[ПИСЬМЕННОЕ ЗАДАНИЕ 1] Где, согласно тексту о публикации «Собачьего сердца», хранятся уцелевшие редакции повести?
[ПИСЬМЕННОЕ ЗАДАНИЕ 2] Продолжите текст о публикации «Собачьего сердца», начав сразу после его последнего предложения.

[ФРАГМЕНТ СТРАНИЦЫ]
<<<<

Лидия Яновская - Записки о Михаиле Булгакове
Почему-то очень страшно вывести на бумаге: «больше тысячи искажений»... Говорю о «сотнях» поправок, о том, что их семьсот или восемьсот... И все-таки добавляю: «если не больше...» Конечно, знаю, что это не продуманная правка, а случайные и небрежные искажения. Мне даже известен источник этих искажений. Но говорить об этом ох как не хочется...
Письмо уходит в последних числах сентября 1988 года. В самый короткий срок — в начале октября — приходит ответ. Напрасно я так волновалась, откладывая это трудное объяснение. Для моего корреспондента это и не удар вовсе. Он отвечает с трогательной прямотой, даже ласково, как разговаривают с больными:
«Думаю, что когда Вы говорите о едва ли не 800 разночтениях и купюрах, Вы имеете в виду другую редакцию булгаковского текста... Какую редакцию предпочесть и как печатать "Собачье сердце" в академическом издании — это вопрос специальной текстологической работы с первоисточниками. Журнал не мог себе позволить эту роскошь и, думаю, поступил правильно, дав для первоначального знакомства нашего читателя с повестью тот текст, который уже известен всему миру».
Владимир Лакшин — блестящий литературный критик. У него ученые степени и высокий литературный авторитет. Но... он не текстолог. Боже мой, до какой степени не текстолог!
Святыню — собственный текст покойного писателя Михаила Булгакова — он позволяет себе считать всего лишь «другой редакцией». Он полагает, что подлинный Булгаков может подождать до каких-то отвлеченных, бог знает когда будущих, «академических» изданий. Что пока «нашему читателю» достаточно случайного, бродячего текста (простите за профессиональный вульгаризм — текста «с помойки»), правда украшенного титулом иностранного издательства. И что это даже «правильно»...
От офиса «Знамени» в Москве до отдела рукописей Библиотеки имени Ленина — приятная пешая прогулка. У Владимира Лакшина — открытый допуск в отдел рукописей. В период публикации «Собачьего сердца» он снимает здесь телевизионный фильм о Булгакове, фотографирует рукописи и вообще все, что считает нужным показать нам с телеэкрана.
Все три уцелевшие редакции «Собачьего сердца» (может быть, их было больше, но уцелело три) хранятся здесь, в отделе рукописей. Это машинопись с густой, волнующе собственноручной авторской правкой. Но Лакшину даже в голову не приходит заглянуть в них. Он не текстолог. Он несколько свысока относится к «вопросу специальной текстологической работы с первоисточниками». Журнал не может позволить себе «эту роскошь».
Единственно, что позволяет себе журнал, как я узнаю из того же письма, датированного октябрем 1988 года: «Просмотревшая (не по моей инициативе) этот текст М. О. Чудакова внесла в него 5 или 6 мелких поправок, вследствие чего настояла на том, чтобы публикация шла под ее именем». Поправки, не заглядывая в оригинал... К одной тысяче искажений, содеянных безответственными и небрежными зарубежными копировальщиками, — еще несколько, пять или шесть, сущий пустяк, конечно...

>>>>

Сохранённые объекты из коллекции
<<<<

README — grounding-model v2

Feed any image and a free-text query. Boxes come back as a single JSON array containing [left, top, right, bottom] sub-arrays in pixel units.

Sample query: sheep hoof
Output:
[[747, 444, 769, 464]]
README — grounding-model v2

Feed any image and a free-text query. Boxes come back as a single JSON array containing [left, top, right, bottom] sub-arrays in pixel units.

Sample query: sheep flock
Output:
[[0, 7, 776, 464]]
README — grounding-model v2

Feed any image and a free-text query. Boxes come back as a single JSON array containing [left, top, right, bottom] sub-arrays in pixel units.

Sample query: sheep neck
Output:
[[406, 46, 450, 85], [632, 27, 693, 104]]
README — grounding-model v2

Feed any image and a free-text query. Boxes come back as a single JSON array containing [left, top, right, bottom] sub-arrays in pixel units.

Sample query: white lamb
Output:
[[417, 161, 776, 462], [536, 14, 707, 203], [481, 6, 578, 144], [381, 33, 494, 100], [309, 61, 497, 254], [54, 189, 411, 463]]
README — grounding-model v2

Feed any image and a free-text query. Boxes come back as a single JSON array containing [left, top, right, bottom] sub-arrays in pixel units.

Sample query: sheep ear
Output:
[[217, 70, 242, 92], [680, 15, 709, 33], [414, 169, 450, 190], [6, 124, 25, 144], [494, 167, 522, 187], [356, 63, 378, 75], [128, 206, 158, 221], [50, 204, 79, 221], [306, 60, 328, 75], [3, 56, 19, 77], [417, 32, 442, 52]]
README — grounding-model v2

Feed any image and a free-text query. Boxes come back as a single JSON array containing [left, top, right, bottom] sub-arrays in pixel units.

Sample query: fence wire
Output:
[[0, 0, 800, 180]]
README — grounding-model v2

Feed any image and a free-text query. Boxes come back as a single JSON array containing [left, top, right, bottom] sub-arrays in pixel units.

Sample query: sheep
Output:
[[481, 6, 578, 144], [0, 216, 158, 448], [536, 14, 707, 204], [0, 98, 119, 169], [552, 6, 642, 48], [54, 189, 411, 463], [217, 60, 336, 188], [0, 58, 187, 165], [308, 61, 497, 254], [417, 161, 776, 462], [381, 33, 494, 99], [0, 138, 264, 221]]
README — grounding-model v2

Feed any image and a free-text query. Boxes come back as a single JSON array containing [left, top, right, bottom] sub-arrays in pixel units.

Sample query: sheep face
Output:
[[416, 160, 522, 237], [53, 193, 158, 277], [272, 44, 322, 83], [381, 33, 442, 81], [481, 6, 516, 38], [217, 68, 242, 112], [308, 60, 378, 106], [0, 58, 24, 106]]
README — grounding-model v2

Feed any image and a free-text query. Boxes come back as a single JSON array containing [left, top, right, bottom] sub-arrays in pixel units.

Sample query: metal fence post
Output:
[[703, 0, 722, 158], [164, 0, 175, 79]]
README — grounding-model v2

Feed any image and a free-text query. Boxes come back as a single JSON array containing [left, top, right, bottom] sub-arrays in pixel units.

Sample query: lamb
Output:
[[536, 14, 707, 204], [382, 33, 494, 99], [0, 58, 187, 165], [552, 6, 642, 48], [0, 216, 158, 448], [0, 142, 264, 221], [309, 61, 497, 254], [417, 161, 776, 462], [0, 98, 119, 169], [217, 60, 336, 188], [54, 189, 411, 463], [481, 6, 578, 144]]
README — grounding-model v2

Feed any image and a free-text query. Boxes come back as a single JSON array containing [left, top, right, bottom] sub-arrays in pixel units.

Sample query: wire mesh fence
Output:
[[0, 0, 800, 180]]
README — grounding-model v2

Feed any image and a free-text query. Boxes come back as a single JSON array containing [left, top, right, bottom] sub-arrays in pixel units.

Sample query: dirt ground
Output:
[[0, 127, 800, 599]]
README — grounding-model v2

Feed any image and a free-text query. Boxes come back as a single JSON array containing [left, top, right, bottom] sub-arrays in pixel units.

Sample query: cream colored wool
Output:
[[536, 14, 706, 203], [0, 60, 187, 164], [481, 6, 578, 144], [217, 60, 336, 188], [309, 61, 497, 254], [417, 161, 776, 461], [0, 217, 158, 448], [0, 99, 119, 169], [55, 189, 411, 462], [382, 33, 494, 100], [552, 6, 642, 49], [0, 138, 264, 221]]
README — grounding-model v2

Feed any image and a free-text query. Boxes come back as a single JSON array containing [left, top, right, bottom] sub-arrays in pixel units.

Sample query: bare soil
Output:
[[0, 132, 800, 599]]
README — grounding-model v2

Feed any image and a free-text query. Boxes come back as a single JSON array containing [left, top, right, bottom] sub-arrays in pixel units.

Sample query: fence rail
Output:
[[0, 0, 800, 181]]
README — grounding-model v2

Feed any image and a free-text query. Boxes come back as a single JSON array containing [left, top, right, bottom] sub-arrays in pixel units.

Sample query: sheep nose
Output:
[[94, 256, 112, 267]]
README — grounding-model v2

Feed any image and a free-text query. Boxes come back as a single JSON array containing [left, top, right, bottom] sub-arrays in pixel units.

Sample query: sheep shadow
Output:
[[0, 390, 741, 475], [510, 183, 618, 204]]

>>>>

[ПИСЬМЕННЫЙ ОТВЕТ 1] В отделе рукописей Библиотеки имени Ленина.

[ПИСЬМЕННЫЙ ОТВЕТ 2]
А может быть, Владимир Лакшин прав?
Думаю, не половина, догадываюсь, три четверти читатели скажут: конечно, прав!
Ища сочувствия, тогда же, по свежим следам, я рассказываю эту историю милой молодой женщине: в огромном украинском городе, в том мире, где я прожила всю жизнь, она прекрасный библиотекарь; во всех специальностях своей многочисленной паствы она ориентируется идеально, и глаза ее сияют навстречу читателям, а руки, быстро и ласково касаясь корешков, легко разыскивают нужные книги.
Не дослушав меня, она смеется: ну стоит ли принимать к сердцу такую чепуху? Какая разница! Повесть «Собачье сердце» прекрасна, и это же замечательно, что Булгакова не может испортить даже тысяча искажений!..
В том же украинском городе, где населения больше, чем в Тель-Авиве и Иерусалиме вместе, меня приглашают выступить в маленьком клубе «книголюбов». Есть такое новое русское слово — «книголюб», заменившее старое «библиофил». Другая милая дама, моя преданная читательница, все два часа моего выступления с восторженными глазами просидевшая в первом ряду, говорит мне потом, и голос ее огорченно вздрагивает: «Ну что вы все о текстах да о текстах... Они же могли подумать, что вы всего-навсего текстолог...»
Что же это за профессия такая — странная, занудливая, даже как бы никому не нужная — текстолог? Может быть, она сродни экологии?
Можно ли плевать в колодец?
Ах да, в колодец нельзя.
А сбрасывать отходы в реку? В маленькую нельзя — погибнет. А в море? Сколько развалившихся танкеров с нефтью выдержит море?
Может быть, он сумасшедший, этот эколог с отчаянным лицом и мертвой птицей в руках на черном от нефти берегу, которого мы видим по телевизору... Может быть, она просто зануда — женщина, вся забрызганная грязью, отмывающая от мазута, в тазу, чужую, жалкую, вольную птицу... Разве мало еще берегов и прекрасных, живых птиц у моря?
Сколько искажений может выдержать большая проза?
Если очень большая, такая, как проза Михаила Булгакова, то очень много. Способность прозы — и драматургии — Булгакова к самоочищению огромна. Не колодец, не река — море.
(Думаю, было бы очень перспективно исследование — попробовать понять, как создается эта неуничтожимость булгаковского текста, когда, весь исполосованный повреждениями и рубцами, он все равно жив и прекрасен. Что здесь главное — гибкое сцепление слов, когда при выпадении одного, двух, нескольких нагрузку берут на себя оставшиеся? чудо ритма и мелодии? сила образов? богатство мысли? Или все вместе?)
И все-таки... Воздух — без дыма заводских труб. Овощи — без нитратов. Река, в которой можно купаться без опасений... Сочинения классика в их авторском, в их первозданном очаровании, без искажений...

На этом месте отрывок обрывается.